Position annotation records:
(begin)

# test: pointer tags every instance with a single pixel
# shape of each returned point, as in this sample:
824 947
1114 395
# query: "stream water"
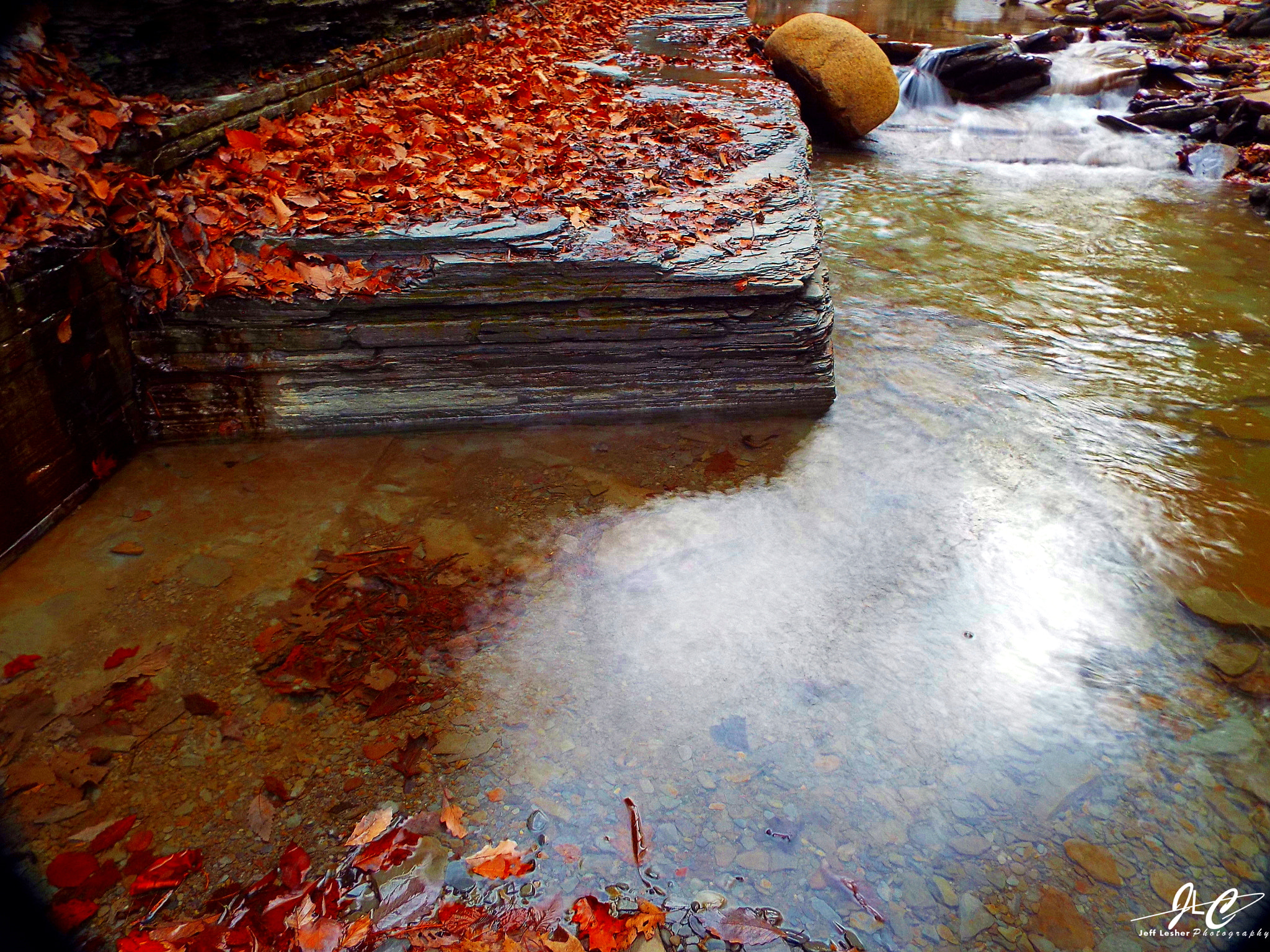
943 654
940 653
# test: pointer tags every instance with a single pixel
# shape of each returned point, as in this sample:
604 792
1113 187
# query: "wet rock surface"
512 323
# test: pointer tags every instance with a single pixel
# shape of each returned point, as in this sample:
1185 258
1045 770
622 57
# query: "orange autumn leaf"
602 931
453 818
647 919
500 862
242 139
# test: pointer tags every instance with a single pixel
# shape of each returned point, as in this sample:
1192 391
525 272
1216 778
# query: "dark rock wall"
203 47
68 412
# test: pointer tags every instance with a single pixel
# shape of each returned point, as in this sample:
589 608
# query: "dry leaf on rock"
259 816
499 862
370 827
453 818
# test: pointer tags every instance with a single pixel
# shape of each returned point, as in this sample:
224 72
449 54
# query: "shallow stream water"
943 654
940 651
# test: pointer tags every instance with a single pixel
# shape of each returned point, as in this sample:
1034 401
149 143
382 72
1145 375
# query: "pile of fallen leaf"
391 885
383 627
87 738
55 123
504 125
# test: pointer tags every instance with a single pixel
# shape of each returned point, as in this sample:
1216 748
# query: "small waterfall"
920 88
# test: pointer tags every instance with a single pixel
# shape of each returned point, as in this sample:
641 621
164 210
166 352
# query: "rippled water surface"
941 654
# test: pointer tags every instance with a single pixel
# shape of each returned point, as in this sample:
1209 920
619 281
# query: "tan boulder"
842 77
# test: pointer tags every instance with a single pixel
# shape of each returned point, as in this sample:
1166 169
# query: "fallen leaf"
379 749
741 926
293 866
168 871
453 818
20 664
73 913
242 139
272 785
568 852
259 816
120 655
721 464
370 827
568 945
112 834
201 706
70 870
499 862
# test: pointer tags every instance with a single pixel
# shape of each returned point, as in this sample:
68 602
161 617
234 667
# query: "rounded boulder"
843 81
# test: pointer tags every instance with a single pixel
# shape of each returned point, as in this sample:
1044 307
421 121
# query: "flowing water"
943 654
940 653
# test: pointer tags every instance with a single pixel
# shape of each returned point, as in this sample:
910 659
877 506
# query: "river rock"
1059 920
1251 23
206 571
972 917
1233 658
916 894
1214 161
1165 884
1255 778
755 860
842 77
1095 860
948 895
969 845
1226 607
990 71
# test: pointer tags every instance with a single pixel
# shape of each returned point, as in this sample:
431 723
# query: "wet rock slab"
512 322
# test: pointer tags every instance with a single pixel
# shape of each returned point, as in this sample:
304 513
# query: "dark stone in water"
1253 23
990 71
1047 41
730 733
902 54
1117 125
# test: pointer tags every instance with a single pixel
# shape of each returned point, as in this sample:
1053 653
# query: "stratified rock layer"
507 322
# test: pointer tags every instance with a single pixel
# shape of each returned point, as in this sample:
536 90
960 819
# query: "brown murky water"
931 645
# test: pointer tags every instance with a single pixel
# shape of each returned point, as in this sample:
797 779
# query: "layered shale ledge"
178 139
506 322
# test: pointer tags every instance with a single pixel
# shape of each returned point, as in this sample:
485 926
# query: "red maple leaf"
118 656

(end)
(begin)

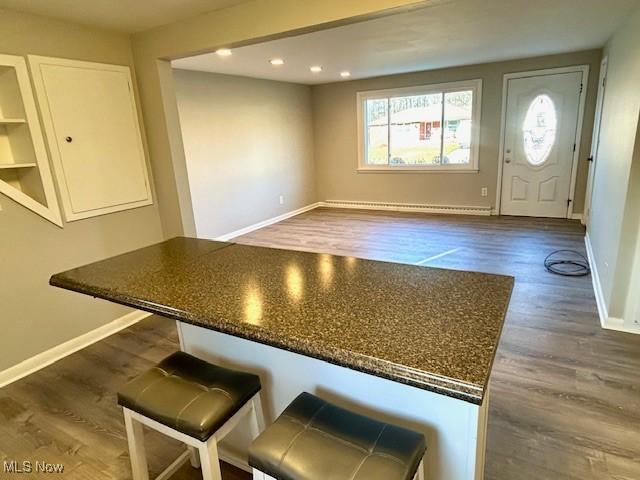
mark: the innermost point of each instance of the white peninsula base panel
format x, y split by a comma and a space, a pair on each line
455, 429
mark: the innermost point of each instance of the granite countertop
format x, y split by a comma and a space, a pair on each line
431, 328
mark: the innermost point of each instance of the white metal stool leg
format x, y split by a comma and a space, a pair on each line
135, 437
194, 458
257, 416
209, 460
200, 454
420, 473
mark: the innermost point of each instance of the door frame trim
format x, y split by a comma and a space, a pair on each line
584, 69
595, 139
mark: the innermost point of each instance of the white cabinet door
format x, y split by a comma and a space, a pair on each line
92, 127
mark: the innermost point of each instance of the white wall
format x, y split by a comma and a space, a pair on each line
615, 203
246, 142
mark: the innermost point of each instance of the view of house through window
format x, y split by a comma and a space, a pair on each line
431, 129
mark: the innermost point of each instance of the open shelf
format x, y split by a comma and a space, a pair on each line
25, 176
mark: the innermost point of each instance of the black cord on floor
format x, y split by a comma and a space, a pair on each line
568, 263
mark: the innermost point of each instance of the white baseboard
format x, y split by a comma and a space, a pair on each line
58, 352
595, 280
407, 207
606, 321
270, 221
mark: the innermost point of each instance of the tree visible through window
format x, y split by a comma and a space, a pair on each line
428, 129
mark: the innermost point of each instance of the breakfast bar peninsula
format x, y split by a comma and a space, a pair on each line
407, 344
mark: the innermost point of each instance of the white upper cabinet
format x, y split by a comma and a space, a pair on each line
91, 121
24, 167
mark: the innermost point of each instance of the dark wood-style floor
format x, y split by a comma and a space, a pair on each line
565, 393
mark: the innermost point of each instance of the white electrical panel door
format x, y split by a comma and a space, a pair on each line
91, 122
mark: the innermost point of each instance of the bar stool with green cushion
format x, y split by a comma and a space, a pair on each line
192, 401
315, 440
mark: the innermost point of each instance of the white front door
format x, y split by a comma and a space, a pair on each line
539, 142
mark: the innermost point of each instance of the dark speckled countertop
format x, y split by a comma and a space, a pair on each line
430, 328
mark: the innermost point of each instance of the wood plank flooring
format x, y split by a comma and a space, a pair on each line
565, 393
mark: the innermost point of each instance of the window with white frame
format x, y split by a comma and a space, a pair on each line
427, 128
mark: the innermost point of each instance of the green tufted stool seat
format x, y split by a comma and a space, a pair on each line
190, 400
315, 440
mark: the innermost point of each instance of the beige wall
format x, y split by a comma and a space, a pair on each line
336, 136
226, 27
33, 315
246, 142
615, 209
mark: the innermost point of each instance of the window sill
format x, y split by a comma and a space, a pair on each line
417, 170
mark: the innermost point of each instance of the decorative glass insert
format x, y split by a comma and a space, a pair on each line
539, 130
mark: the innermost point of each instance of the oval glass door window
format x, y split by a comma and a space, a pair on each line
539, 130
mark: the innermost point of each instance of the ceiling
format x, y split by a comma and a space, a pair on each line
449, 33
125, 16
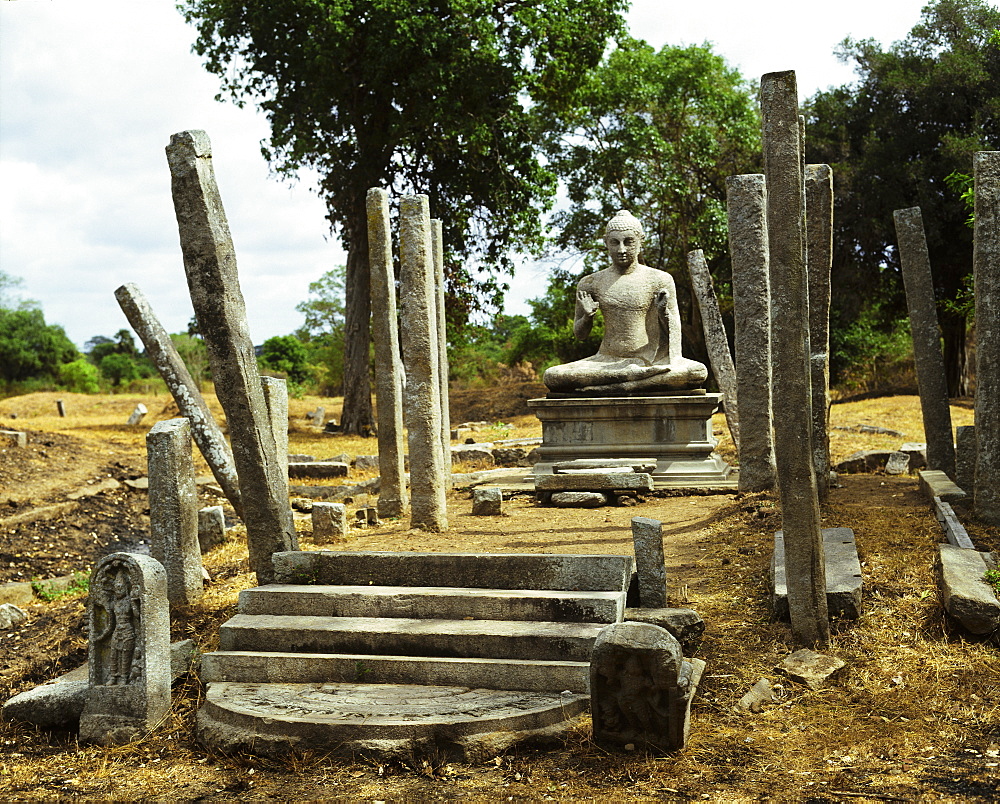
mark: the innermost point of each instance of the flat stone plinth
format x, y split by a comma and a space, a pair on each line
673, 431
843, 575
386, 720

(end)

How many lines of the data above contain the string "panel"? Case matters. Reply with the number alone.

2